* **Provided records**
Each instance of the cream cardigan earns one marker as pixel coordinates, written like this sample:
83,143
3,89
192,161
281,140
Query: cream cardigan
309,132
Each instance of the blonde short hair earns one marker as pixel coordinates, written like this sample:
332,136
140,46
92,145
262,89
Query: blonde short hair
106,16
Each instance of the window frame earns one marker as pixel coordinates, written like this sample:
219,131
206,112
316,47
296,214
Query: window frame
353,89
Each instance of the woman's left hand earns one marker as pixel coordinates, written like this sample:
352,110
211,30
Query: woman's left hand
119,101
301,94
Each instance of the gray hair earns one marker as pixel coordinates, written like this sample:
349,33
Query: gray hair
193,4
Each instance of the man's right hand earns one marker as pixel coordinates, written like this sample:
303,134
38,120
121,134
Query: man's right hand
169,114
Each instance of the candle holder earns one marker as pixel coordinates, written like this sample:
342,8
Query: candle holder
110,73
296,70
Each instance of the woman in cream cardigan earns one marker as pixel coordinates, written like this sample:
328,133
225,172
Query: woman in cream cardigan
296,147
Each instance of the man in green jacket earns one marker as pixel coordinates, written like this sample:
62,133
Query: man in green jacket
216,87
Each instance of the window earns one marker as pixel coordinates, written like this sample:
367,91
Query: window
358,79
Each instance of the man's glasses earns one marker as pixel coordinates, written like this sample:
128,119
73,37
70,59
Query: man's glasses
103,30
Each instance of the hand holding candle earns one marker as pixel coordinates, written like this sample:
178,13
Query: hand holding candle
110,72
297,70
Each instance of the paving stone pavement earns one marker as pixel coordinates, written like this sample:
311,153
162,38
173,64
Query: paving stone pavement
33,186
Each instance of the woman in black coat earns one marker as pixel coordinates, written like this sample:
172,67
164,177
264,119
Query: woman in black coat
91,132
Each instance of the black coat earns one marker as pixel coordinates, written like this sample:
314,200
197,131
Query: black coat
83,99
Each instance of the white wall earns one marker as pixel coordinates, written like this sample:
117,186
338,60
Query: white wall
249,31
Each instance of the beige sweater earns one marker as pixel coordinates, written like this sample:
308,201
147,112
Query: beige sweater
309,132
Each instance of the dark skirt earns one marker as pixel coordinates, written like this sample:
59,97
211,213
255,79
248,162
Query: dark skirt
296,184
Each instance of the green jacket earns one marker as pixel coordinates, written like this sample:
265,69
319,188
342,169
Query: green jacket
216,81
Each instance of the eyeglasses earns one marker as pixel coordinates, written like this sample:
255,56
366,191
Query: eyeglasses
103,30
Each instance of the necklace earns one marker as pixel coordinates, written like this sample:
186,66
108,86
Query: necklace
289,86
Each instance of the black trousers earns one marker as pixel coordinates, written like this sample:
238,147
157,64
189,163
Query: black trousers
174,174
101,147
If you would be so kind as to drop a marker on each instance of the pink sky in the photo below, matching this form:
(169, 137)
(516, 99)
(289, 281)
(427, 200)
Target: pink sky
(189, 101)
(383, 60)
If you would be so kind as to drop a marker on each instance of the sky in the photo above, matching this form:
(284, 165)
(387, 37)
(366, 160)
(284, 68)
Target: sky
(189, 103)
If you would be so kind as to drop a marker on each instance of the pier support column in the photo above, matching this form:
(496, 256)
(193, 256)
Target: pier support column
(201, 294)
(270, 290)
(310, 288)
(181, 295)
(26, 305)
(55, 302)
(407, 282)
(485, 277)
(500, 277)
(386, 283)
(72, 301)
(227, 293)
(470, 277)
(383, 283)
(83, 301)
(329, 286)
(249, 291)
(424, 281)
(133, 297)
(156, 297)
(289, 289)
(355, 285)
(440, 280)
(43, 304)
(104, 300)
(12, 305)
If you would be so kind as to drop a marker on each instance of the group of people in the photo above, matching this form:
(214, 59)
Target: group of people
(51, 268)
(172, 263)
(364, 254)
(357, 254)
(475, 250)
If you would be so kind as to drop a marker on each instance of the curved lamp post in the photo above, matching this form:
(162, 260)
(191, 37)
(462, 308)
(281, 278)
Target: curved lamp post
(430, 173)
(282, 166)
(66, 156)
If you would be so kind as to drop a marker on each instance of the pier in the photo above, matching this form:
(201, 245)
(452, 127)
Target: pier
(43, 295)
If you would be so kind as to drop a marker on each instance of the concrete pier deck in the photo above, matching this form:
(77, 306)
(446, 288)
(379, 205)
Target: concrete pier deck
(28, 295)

* **The problem**
Reproduce all of the records above verbatim, line for line.

* **Solution for this exercise**
Each instance of the cream cardigan earns one marker as pixel coordinates, written like this sample:
83,143
3,89
192,161
281,140
Query: cream cardigan
309,132
Each instance of the blonde short hair earns one marker as pixel coordinates, written like this sample:
332,136
140,46
92,145
262,89
Query: blonde short hair
106,16
Each instance of the window frame earns one marker as pixel coordinates, written like this sample:
219,131
206,112
316,47
296,214
Query: window frame
353,89
Each instance of the woman's left hand earns one marker as pixel coordinates, written like this sample:
352,110
211,30
Query: woman's left hand
119,101
301,94
Each instance of the gray hair earns one marker as pixel coordinates, written like this sample:
349,33
Query: gray hair
193,4
Each instance of the man's right hand earns one marker as pixel coordinates, written like this sample:
303,134
38,120
121,134
Query: man's right hand
169,114
Each instance of the candle holder earns one marker as pixel coordinates, written like this sample:
342,8
Query: candle holder
110,73
296,70
Each instance of the woman in cream cardigan earns one marker as pixel coordinates, written like this sample:
328,133
225,172
Query: woman in cream cardigan
296,147
Each instance of the man in green jacket earns one marker as pixel coordinates, written like this sample:
62,133
Query: man in green jacket
216,87
Each instance of the window earns one marker as pixel coordinates, written like this sample:
367,91
Query: window
358,79
Each instance of the man's glasses earns one marker as pixel coordinates, written like this sample:
128,119
73,37
70,59
Query: man's glasses
103,30
Each instance of the hand holding candle earns one marker as pixel coordinates, written like this sample:
178,13
Query: hand holding candle
110,72
297,70
Each instance of the paving stone pavement earns one marker as pixel coordinates, written like this sample:
311,153
162,38
173,64
Query: paving stone pavement
33,186
Each instance of the woman in black coat earns one marker as pixel coordinates, written like this sample:
172,67
164,177
264,119
Query: woman in black coat
91,132
Each instance of the black coat earns one marker as pixel coordinates, written like this sample:
314,200
197,131
Query: black coat
83,99
Each instance of the white wall earns one marker as pixel coordinates, written like this sample:
117,186
338,60
Query: white wall
249,31
Each instance of the beige sweater earns one marker as pixel coordinates, written like this sample:
308,201
147,112
Query: beige sweater
309,132
Each instance of the dark skirt earns one marker as pixel coordinates, written like this sample:
59,97
211,213
255,79
248,162
Query: dark skirt
296,184
Each instance of the green jacket earns one marker as pixel coordinates, written like this sample:
265,69
319,188
342,169
Query: green jacket
216,81
Each instance of the eyeglasses earns one marker as pixel coordinates, written like this sample:
255,56
366,191
Query: eyeglasses
103,30
Each instance of the necklace earns one marker as pixel coordinates, written like this sample:
186,66
108,86
Query: necklace
289,86
Each instance of the black trousers earns one marker as pixel coordinates, written like this sample:
238,147
157,64
189,163
Query: black trousers
174,174
101,147
If you would be so kind as to drop a marker on each instance of the pink sky in the photo below, matching this form:
(169, 137)
(516, 99)
(289, 281)
(427, 200)
Target: pink sky
(189, 101)
(383, 60)
If you would be so kind as to drop a marker on each instance of the sky in the photo above, matching this form:
(284, 165)
(387, 37)
(366, 160)
(284, 68)
Target: sky
(189, 103)
If you would be so kind as to drop a marker on each instance of the pier support column in the photo above, matching this form:
(496, 256)
(193, 256)
Target: pier support column
(201, 294)
(270, 290)
(310, 288)
(181, 295)
(26, 305)
(55, 302)
(407, 282)
(485, 277)
(500, 277)
(386, 283)
(72, 301)
(227, 293)
(470, 277)
(383, 283)
(83, 301)
(329, 286)
(249, 291)
(424, 281)
(133, 297)
(156, 297)
(289, 289)
(355, 285)
(440, 280)
(43, 304)
(104, 300)
(12, 305)
If you would be so kind as to drop a marker on each instance of the group of people in the photo above, matching this form:
(214, 59)
Target: group of people
(51, 268)
(172, 263)
(364, 254)
(357, 254)
(475, 250)
If you would be so kind as to drop a marker on each instance of the curved lamp post in the photo above, matching this form:
(162, 260)
(191, 37)
(462, 308)
(281, 278)
Target: curved lamp post
(430, 173)
(282, 166)
(66, 156)
If you would be so kind as to drop a marker on each instance of the pier in the photo above, matching this form:
(201, 245)
(452, 127)
Target: pier
(43, 295)
If you would be so kind as to drop a marker on each instance of the concrete pier deck in the photo above, matching this form:
(77, 306)
(446, 288)
(379, 205)
Target: concrete pier deck
(28, 295)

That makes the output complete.